Read Lydia’s other blog: Watermelon work

What happens when you let PhD students and post-docs organise a meeting?

As plant science PhD students, we feel it is vital to share our research with other scientists to generate new ideas for collaborative projects. For this reason we decided to organise the ‘Innovations in Plant Science to Feed a Changing World’ workshop, which was held in the University of Bristol Biological Sciences department in February 2017. The delegates included early-career scientists from Kyoto University, Heidelberg University and of course the University of Bristol.

Figure 1. The Conference Poster

The University of Bristol has a long-standing partnership with Kyoto University and more recently, Heidelberg University, as our plant science groups share overlapping research areas. The main aim of the workshop was to encourage novel collaboration opportunities between the plant science groups, which would give rise to future projects, publications and ultimately funding.

Last year, Kyoto University hosted a highly engaging and productive workshop (see Sarah Jose’s blog post last year) for early-career scientists from the three universities in this coalition. Following from the success of this workshop, we decided to organise the second workshop, where participants could build upon the partnerships forged at the last meeting, form new links and present their results in a friendly environment. So, for the past six months, a team of PhD students and post-docs has been busy organising the meeting that took place in February.

As it turns out, organizing a three-day conference, even a relatively small one, is quite a lot of work. Getting venues, transfers, catering, accommodation and social activities booked all presented their own particular challenges. However, perhaps the most challenging task was designing the program for the workshop, which was set out into different themes to encompass the participants’ different subject areas.

All the organisation paid off when the visitors arrived, slightly (very) jet lagged from their long flights. Once the workshop had started, we were delighted with how smoothly the sessions ran and how engaging the talks were. Following the talks there were many discussions over coffee, during the poster session and break-out session. We also included a careers talk from Prof Tokitaka Oyama from Kyoto University, who shared his insights on how to succeed as a plant scientist. Another highlight was the keynote talk from Professor Keith Lindsey (University of Durham), who shared his fascinating work on modeling plant developmental biology.

- _THE DATA_:
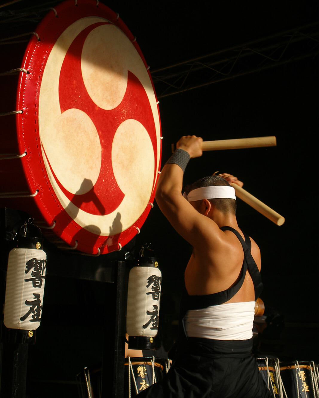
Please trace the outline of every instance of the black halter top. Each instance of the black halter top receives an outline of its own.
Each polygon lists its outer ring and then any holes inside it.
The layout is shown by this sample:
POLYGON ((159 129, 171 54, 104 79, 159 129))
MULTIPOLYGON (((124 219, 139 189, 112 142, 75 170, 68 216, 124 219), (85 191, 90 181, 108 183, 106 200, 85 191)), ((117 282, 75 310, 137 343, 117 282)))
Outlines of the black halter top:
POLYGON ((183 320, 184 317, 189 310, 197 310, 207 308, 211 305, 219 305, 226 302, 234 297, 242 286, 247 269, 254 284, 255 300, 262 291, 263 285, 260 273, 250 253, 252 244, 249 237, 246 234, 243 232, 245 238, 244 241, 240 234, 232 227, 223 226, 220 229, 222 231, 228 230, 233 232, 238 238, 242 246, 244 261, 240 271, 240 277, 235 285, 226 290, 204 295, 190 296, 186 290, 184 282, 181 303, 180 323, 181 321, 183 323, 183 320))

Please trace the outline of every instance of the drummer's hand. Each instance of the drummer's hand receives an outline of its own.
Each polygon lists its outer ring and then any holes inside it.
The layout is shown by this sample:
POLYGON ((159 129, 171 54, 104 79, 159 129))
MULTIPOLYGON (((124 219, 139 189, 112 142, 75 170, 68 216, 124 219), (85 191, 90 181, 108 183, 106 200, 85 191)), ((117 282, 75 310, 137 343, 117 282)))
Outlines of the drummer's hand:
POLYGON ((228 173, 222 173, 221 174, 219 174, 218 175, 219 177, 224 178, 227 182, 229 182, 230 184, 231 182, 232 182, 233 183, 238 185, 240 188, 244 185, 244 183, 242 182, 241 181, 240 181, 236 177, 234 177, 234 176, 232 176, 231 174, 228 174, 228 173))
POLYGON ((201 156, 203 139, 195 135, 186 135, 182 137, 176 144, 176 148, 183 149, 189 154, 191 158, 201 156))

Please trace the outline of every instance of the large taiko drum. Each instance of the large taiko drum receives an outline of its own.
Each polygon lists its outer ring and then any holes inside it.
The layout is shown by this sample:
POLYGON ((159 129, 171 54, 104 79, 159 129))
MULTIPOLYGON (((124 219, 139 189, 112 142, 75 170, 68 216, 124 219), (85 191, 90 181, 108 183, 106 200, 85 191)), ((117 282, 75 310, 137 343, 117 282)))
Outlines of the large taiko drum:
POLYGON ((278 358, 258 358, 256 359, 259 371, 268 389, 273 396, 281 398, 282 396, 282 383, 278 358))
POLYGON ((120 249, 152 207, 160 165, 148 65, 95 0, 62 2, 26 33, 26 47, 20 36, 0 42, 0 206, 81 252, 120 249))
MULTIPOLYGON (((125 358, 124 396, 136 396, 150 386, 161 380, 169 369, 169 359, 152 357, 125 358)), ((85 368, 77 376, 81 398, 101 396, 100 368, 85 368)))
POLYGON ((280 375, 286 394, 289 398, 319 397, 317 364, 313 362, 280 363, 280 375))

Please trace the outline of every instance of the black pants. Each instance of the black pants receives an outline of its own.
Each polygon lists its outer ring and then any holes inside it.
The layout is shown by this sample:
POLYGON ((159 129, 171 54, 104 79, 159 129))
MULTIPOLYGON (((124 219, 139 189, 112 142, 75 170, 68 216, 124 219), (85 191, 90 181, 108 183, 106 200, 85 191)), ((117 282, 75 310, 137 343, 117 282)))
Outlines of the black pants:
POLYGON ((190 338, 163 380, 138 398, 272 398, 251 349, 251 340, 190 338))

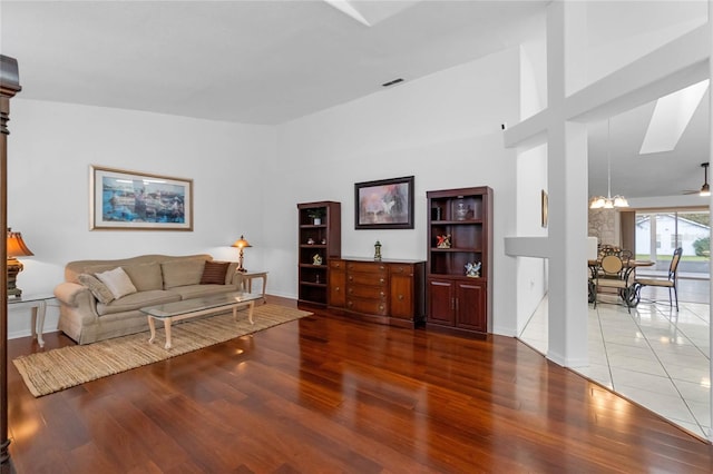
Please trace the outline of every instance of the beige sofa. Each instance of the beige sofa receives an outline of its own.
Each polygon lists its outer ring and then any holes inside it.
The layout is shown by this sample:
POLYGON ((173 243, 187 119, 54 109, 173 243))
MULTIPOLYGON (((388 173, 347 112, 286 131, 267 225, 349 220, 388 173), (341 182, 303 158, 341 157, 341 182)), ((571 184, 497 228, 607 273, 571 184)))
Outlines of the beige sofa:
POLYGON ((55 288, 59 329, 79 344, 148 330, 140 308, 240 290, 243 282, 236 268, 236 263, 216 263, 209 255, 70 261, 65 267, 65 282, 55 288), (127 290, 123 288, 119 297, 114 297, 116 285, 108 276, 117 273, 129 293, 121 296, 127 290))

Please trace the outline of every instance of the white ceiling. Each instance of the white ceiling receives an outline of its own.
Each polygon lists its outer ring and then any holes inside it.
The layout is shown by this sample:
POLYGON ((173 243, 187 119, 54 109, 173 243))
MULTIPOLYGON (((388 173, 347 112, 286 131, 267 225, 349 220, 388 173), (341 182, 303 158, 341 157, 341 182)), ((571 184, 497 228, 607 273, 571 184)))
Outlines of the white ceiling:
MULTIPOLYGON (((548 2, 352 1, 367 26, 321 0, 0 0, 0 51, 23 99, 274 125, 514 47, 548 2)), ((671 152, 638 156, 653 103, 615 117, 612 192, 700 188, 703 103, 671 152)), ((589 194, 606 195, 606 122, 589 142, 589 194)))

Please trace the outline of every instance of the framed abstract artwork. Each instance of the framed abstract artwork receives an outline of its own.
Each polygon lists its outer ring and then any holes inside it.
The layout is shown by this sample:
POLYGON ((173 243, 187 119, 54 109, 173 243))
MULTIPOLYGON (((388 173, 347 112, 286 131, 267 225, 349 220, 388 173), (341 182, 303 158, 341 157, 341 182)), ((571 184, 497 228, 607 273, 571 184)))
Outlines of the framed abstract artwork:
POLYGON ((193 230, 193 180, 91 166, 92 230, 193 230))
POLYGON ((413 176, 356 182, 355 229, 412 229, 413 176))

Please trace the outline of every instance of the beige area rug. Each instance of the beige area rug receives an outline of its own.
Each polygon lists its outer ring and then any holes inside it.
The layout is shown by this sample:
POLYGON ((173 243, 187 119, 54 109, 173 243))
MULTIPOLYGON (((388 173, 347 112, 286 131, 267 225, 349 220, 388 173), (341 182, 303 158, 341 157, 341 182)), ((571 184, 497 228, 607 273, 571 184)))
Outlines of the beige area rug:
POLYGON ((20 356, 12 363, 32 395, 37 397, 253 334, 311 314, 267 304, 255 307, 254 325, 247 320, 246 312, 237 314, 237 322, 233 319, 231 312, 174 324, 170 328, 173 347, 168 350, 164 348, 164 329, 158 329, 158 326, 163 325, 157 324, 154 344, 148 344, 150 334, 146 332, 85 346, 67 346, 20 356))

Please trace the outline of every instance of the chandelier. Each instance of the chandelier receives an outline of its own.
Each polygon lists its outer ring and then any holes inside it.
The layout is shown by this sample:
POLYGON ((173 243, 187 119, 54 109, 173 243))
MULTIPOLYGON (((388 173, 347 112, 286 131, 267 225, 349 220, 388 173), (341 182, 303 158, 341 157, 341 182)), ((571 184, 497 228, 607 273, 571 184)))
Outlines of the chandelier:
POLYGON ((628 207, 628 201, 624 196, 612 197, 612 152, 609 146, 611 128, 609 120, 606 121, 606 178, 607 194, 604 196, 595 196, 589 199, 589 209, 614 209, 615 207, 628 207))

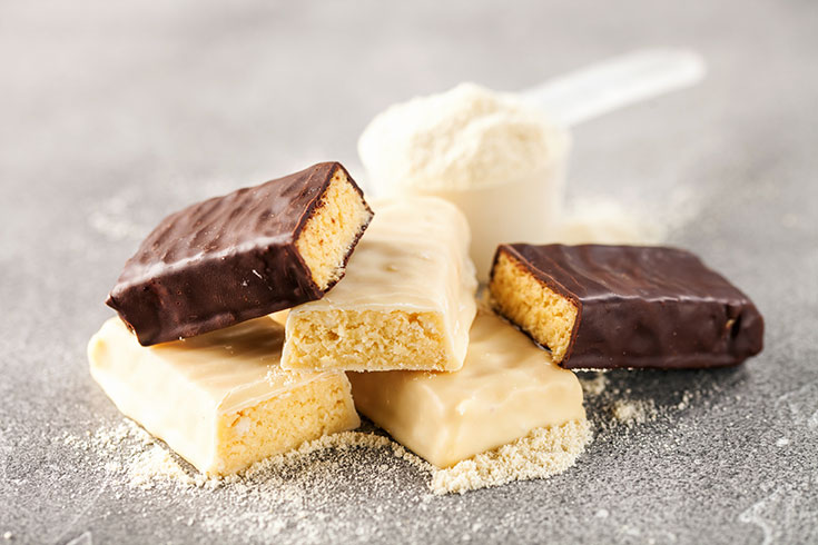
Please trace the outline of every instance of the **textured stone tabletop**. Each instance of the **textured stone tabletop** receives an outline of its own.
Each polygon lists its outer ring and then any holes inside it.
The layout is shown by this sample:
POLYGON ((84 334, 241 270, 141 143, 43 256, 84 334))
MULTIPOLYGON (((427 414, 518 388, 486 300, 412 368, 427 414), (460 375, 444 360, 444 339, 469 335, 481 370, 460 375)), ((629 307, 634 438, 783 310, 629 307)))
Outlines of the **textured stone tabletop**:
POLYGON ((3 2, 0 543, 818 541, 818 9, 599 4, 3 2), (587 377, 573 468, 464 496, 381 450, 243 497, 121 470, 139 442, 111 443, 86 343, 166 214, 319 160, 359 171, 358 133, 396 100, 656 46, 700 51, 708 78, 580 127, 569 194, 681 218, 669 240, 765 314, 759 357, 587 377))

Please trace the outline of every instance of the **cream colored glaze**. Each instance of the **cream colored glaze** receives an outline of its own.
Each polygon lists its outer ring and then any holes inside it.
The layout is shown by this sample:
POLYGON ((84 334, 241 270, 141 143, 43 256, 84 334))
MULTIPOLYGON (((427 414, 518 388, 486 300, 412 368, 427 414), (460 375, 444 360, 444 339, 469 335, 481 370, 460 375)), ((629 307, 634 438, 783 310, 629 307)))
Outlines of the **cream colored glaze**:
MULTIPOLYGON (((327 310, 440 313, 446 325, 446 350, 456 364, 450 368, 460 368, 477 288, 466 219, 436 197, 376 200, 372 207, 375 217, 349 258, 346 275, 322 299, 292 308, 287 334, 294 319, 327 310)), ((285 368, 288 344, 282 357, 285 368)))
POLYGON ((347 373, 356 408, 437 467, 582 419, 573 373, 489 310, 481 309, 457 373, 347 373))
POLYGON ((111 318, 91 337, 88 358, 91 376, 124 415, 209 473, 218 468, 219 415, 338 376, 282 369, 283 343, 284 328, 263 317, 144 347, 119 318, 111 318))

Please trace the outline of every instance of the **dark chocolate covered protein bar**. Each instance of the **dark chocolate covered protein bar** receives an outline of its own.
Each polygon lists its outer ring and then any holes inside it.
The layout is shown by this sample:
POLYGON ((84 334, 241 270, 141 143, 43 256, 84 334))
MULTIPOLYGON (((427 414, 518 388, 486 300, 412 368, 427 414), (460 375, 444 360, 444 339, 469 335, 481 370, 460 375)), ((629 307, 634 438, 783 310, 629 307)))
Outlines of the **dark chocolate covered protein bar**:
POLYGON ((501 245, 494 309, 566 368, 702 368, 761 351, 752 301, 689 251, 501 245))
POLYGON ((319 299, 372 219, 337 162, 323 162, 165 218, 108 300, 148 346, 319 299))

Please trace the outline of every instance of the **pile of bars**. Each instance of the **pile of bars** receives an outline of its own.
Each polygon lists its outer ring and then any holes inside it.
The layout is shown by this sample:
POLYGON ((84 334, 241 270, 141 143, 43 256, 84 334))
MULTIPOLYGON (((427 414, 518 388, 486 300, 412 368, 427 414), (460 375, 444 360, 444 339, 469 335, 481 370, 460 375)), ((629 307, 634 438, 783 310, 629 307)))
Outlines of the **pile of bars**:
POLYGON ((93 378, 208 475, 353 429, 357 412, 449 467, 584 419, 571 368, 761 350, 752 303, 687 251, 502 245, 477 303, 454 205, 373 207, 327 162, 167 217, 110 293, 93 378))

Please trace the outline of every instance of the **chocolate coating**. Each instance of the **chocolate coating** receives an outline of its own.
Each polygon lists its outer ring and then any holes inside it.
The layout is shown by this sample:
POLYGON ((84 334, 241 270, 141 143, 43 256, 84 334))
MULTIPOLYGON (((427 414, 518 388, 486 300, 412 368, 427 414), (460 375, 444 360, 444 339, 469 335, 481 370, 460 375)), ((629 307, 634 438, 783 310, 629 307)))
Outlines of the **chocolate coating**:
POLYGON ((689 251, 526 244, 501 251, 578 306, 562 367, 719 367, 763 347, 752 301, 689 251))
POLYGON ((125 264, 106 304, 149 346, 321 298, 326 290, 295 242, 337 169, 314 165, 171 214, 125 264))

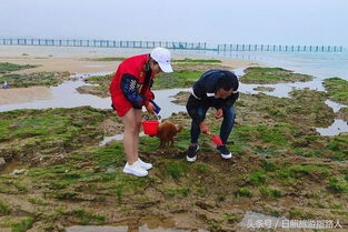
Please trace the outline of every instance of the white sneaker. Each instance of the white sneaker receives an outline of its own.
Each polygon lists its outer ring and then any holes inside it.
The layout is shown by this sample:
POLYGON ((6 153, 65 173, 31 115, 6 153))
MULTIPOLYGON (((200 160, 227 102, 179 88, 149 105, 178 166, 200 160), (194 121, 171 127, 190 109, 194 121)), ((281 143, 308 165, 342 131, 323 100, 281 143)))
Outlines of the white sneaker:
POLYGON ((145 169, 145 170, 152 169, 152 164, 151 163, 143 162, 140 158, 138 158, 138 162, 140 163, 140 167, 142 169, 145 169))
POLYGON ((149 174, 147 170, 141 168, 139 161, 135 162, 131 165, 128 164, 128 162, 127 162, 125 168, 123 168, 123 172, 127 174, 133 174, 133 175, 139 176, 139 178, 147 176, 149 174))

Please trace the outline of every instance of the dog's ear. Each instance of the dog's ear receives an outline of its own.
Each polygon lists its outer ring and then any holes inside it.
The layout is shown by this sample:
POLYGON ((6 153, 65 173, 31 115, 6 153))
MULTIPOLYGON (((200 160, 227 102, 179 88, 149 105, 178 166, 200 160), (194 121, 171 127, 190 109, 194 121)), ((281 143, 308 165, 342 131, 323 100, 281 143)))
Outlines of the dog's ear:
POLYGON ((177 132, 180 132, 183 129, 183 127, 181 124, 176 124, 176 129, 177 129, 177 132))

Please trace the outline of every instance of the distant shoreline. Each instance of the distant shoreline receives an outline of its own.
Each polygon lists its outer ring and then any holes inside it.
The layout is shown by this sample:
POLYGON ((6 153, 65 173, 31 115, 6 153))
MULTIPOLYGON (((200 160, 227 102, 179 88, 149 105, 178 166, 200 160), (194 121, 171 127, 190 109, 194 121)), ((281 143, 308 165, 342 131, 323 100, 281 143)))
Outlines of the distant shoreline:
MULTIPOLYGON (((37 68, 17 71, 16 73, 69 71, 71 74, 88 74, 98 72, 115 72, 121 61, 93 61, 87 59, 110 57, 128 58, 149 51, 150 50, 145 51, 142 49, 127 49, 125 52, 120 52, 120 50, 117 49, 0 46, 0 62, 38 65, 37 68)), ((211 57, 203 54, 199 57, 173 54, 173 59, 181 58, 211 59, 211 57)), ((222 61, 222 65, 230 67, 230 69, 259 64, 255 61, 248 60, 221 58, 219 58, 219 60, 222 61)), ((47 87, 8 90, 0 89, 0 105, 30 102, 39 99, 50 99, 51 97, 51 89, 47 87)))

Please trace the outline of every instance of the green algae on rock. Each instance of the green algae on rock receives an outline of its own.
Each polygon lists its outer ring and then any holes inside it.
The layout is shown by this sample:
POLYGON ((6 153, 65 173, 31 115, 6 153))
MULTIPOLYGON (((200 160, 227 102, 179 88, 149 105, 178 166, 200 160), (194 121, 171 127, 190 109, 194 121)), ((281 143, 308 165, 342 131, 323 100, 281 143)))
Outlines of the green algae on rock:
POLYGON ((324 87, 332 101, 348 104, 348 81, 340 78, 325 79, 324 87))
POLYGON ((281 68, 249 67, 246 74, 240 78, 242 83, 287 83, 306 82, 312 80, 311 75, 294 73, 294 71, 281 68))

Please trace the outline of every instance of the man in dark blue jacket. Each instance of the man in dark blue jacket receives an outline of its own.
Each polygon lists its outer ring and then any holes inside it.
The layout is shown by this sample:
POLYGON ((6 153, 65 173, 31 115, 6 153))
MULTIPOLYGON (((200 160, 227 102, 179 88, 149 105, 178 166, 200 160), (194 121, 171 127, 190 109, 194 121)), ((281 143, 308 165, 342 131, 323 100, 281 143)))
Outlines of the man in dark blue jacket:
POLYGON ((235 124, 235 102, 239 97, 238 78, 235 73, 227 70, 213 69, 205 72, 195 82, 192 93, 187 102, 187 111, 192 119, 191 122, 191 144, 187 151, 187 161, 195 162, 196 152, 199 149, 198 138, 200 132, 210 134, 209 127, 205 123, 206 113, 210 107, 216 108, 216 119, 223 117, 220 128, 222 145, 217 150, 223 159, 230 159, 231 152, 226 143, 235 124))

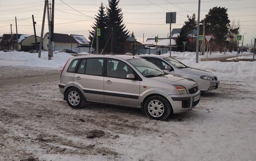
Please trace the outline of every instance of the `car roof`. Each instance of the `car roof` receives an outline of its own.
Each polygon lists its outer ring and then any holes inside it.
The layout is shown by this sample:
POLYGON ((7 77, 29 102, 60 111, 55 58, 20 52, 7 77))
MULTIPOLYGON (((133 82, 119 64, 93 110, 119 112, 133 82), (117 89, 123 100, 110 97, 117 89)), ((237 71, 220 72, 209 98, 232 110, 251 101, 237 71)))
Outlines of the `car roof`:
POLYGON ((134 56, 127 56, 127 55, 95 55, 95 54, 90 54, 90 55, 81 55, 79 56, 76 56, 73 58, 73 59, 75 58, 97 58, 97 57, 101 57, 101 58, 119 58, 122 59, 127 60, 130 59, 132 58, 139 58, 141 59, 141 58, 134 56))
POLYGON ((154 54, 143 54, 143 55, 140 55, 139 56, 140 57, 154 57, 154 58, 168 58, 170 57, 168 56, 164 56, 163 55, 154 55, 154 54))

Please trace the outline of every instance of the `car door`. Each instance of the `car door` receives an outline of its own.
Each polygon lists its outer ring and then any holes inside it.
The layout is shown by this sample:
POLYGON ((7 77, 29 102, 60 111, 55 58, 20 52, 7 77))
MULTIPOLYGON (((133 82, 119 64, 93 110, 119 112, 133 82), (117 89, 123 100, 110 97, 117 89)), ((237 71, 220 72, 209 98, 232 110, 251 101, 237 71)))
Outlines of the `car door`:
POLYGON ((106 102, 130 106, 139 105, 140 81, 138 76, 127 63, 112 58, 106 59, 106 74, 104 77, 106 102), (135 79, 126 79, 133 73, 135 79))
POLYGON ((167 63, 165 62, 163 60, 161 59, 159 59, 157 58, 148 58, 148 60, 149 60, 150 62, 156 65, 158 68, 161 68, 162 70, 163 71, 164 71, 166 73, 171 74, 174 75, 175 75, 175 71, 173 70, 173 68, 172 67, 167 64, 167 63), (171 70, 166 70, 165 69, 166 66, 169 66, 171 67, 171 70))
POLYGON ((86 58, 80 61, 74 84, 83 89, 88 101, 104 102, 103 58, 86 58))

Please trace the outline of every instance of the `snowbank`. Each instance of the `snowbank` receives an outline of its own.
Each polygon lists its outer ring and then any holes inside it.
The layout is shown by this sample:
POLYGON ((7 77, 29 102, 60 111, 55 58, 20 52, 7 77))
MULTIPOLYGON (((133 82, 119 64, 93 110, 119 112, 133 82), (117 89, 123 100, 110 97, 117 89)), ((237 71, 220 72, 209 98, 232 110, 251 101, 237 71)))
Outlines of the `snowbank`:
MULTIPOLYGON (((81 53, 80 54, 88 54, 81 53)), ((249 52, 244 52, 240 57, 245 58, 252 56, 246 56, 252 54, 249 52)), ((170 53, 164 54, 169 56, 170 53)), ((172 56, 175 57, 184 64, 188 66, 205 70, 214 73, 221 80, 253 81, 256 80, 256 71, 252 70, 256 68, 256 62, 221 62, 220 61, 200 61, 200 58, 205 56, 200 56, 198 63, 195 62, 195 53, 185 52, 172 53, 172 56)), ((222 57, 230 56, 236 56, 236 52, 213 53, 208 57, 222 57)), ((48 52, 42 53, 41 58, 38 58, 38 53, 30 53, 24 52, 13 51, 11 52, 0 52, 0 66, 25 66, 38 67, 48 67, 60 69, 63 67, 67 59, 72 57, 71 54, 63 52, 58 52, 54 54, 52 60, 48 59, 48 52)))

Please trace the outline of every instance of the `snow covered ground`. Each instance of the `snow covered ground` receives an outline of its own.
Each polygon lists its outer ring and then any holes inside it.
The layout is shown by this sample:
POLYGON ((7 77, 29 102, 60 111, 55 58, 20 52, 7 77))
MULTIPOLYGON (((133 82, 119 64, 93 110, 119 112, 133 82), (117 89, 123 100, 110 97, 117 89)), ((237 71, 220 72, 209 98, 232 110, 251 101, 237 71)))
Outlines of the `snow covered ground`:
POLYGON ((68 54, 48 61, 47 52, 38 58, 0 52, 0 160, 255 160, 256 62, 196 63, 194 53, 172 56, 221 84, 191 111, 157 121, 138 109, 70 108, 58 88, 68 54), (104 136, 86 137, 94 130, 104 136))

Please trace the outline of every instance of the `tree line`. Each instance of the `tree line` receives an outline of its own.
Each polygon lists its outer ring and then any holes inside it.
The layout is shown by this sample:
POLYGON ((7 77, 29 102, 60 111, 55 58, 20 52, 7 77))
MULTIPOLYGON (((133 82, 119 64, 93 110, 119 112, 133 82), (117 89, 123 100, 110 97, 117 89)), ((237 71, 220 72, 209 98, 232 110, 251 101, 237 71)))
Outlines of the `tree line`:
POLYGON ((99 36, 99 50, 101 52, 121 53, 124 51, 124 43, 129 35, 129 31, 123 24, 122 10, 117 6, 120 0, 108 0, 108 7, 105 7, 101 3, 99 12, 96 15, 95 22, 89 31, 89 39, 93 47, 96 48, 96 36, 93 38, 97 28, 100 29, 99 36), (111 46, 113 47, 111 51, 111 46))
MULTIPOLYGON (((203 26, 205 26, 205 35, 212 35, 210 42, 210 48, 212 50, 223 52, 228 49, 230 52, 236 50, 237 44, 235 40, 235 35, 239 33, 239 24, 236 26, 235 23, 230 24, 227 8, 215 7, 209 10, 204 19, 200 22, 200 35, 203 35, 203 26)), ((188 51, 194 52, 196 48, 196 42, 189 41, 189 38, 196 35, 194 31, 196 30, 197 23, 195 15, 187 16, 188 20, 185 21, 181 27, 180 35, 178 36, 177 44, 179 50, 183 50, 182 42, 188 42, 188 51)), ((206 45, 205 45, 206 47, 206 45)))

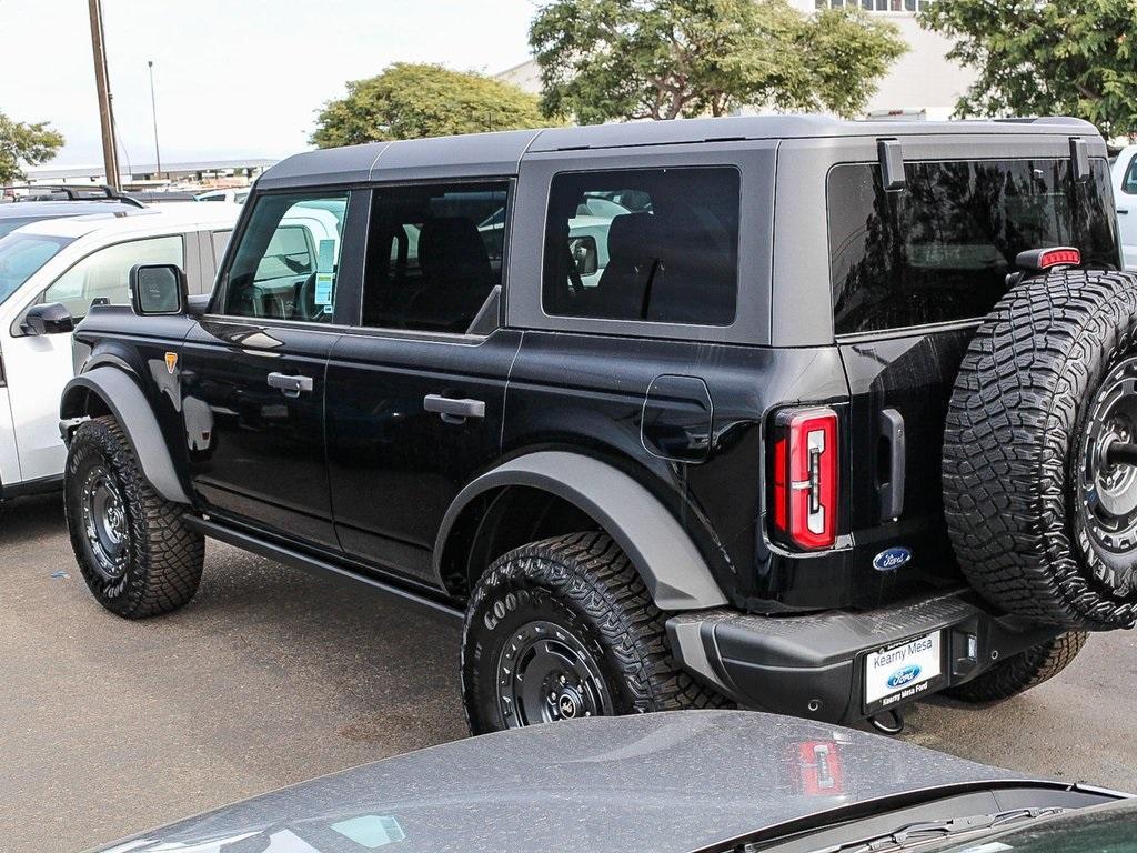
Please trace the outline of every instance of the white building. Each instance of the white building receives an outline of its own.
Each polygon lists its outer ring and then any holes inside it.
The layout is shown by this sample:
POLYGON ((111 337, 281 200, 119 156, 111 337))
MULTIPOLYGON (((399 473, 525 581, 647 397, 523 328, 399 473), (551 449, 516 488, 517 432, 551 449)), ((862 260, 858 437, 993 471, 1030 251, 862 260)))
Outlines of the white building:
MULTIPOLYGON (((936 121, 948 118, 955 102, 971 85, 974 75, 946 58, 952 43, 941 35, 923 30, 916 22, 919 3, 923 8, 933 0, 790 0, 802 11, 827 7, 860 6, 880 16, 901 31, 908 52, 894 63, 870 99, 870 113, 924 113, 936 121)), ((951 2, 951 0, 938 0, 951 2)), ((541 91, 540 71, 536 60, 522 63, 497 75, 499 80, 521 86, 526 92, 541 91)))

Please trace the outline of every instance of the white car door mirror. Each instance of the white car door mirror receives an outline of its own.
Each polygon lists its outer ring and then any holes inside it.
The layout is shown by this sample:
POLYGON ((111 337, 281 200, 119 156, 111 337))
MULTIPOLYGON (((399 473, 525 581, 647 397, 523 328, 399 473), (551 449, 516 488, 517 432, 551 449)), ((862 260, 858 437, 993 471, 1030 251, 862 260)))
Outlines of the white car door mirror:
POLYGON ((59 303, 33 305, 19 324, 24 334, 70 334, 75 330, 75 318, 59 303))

- _WORK REQUEST 1_:
Translate this sentence from the blog post about the plant science workshop into Spanish: "As it turns out, organizing a three-day conference, even a relatively small one, is quite a lot of work."
- _WORK REQUEST 2_:
Write the next paragraph of the blog post about the plant science workshop, continuing after its last sentence.

- _WRITTEN REPLY 1_:
Resulta que organizar un congreso de tres días, incluso uno relativamente pequeño, supone bastante trabajo.

- _WRITTEN REPLY 2_:
In amongst all the science, we had time for an excursion to the University of Bristol Botanical Gardens where Nick Wray gave a fascinating tour, which was very enjoyable. We also visited the Wills memorial building tower and even had a go at ringing the bell!

Figure 2. Nick Wray (far right) led a fascinating tour of the University’s Botanic Garden for the visitors.

Although organising the workshop was a lot of work, it was definitely worth it. Our organisation, leadership and project management skills were trained and tested in the run-up to the workshop, but in the end, it went very well indeed. All the delegates thoroughly enjoyed their participation and a comment that was heard a few times was that delegates were impressed, not just with the quality of the science being presented, but also the quality of the scientific discussion particularly given that English was not the first language for the majority of the participants.

We hope that the links formed at the workshop will continue to develop into novel collaborative projects. – I (Donald) definitely benefited as the post-doc Massaki Okada even stayed on a few days to teach me some techniques.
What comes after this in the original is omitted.